Task to complete:
Copy the listing below, substituting "tight" for "snug" wherever it appears and leaving everything else unchanged.

Data lines:
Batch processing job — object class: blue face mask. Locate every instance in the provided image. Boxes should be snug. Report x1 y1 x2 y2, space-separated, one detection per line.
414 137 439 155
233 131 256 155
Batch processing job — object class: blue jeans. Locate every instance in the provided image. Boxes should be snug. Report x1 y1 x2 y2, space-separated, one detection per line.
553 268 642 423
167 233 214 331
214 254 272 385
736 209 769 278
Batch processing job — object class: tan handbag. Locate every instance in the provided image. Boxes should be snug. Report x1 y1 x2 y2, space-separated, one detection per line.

Answer to this exercise:
Batch processing job — object class: blue face mask. Locate every instance in the provided image. Boxes should be tight. Report x1 y1 x2 y2, space-separated, one detection per line.
414 137 439 155
233 131 256 155
Batch processing job — object class: blue jeans. Locate every instance in the provided image. Boxes should be tight. Report x1 y1 x2 y2, space-separated, one detection per line.
553 268 642 423
167 233 214 331
214 254 272 385
736 209 769 278
Batch processing job — object class: tan handbag. Locate every instance in the provided image. Boxes should be tight. Report x1 y1 x2 y2, space-separated, one detection per line.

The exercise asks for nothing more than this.